• _文档片段_:
近年来,支付宝、微信支付逐步占据了网络支付市场,与此同时,也开始出现利用这些新型的支付方式实施财产犯罪的现象。司法实践中,对此类案件定性为盗窃罪还是诈骗罪存在争议,笔者在此围绕两个案例进行对比分析。


案例一( 二维码案 ):某大学校内有一便利店 ,店主把女儿的支付宝和微信二维码贴在柜台上,方便顾客进行电子支付 ,一天 ,张某趁店主上厕所的间隙,把店主柜台的支付宝收款二维码调换成自己的收款二维码,一周后,店主才发现二维码被换,此时,张某已经获利 1800元 。


案例 二( 压路机案 ):甲闲逛时发现本市高速公路旁有一闲置的旧压路机,即产生变卖的念头。次日,甲假冒公司人员来到附近一废品收购站,找到经营者乙,谎称该压路机已经报废准备变卖,并与乙一起到现场查看,二人当场决定以 6000元的价格成交。第三日,乙便组织人力找来切割工和吊车赶到现场,正在拆卸时被群众发现报警,甲被公安机关当场抓获。经价格认证中心鉴定,该压路机价值5万元 。


案例一(二维码案)在我国饱受舆论关注,造成了网上网下讨论盗窃、诈骗之区分的盛况 。在现实环境中,大多会在付款人离开之前确认是否收到相关款项,故而,一般认为,该种案件只会在如下场合发生:单笔支付较大数额时,付款人声称已付款成功但网络延迟,在获得收款人允许后离开交易场所。但现实生活往往超出人们的设想,在广东佛山 ,已经发生饭店支付二维码被换的真实案例。同时,在学理上,诈骗和盗窃具有不同的不法内容,且两罪分别以3000元和1000元作为起刑点,这使得本案张某的行为也涉及罪与非罪的问题。因此,有必要对案例一在理论上加以讨论。


案例一和案例二这两案中,被告人都试图利用虚假信息获利,希望购买者在认识错误的条件下支付款项,而被转移财产的合法权利则属于另一人( 财产损失者 )。针对 “压路机案 ”,较多学者主张,此时应以盗窃与诈骗的想象竞合论处。理由是,就压路机而言,甲成立盗窃罪,甲利用不知情的乙以间接正犯的方式实施了窃取行为( 止于未遂 ),这里的被害人是压路机的所有权人;而就6000元货款而言,甲通过欺骗造成乙的认识错误,致使乙将6000元货款处分给甲,但乙却不能同时获得对压路机的所有权,故而遭受了财产损失,这种主张是有道理的。可能会有质疑者认为,该案应成立针对物主的三角诈骗,但本文不以为然,因为在三角诈骗中,认识错误者和财产损失者之间须有特定的关系只有具备特定关系,才能将前者的行为算作后者的损失。在“压路机案”中,购买者只是因为收购废品才与被告人产生沟通、交往,他并不认识压路机的主人,也没有义务照料好后者的利益,更不会为了保护后者的利益而反抗。因此,应该排除该案成立“ 三角诈骗 ”的可能性,从而只认定被告人犯诈骗和盗窃两罪,成立想象竞合。

• _任务目标 A_:
请把下面记录中的各行整理成 Markdown 表格，列名分别为“序号”和“内容”，每行一条，略去空行。

• _记录摘录_:
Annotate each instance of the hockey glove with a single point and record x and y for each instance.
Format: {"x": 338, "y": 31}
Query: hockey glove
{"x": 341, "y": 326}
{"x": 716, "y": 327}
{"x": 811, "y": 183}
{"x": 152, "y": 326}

• _任务目标 B_:
请接着上文那篇辨析二维码案中盗窃与诈骗界限的文章往下写。

• _最终结果 A_:
| 序号 | 内容 |
|---|---|
| 1 | Annotate each instance of the hockey glove with a single point and record x and y for each instance. |
| 2 | Format: {"x": 338, "y": 31} |
| 3 | Query: hockey glove |
| 4 | {"x": 341, "y": 326} |
| 5 | {"x": 716, "y": 327} |
| 6 | {"x": 811, "y": 183} |
| 7 | {"x": 152, "y": 326} |

• _最终结果 B_:
二、诈骗和盗窃的区分法理


首先,盗窃罪和诈骗罪在手段上的不同,表现为被告人和被害人之间沟通交往形态上的不同。例如,被告人用广告遮住购物车中的若干货物,在结账时只付了外露货物的款项,对遮盖货物未付款即离开超市。处理这类案件的较为合理的做法是,认定被告人成立盗窃而非诈骗。因为收银员没有见到遮盖货物,不宜认定被害人发生了认识错误。换言之,如果收银员见到相应货物,而被告人却谎称货物付过钱并获得放行,则为诈骗。可见,被告人采取“排除沟通”的方式直接获得对方财产的,是盗窃罪;而在有沟通交往的情况下间接获得对方财产的,则是诈骗罪。


其次,盗窃罪和诈骗罪在手段上的不同,还体现在是否介入了被害人的中间行为上。一般认为,这一中间行为,即被害人进行的财产处分,乃是认定诈骗罪的关键要素。处分行为指被害人一方能够直接地造成财产减少的任何举止形态(财产的直接减损原则)。而在盗窃罪的场合,被告人是不经对方同意直接拿走了对方财产,被告人的行为和财产取得之间,不存在被害人的中间行为,因此,是被告人的行为直接与财产损失相连接 。


三、结论


第一,诈骗罪是一种 “交往沟通型 ”犯罪,需以被告人和被害人之间发生沟通和交往为前提,这使得被害人的行为具有“自愿 ”的表象,但这种表象,并不能说明处分意识乃是诈骗罪的必要要素,也不是在所有的诈骗案件中,被害人都有处分意识。被害人所具有的意识,只需为就财产决策事项加以沟通 ”的意识。


第二,盗窃和诈骗在结构上的不同体现在:在诈骗案件中,介入了被害人的中间行为,这一中间行为的具体内容是被害人进行了财产处分。在判断财产处分时,被害人的行为必须直接导致了财产的减损 ;如果是被告人自己的行为直接促成了财产的减损,则不构成诈骗 。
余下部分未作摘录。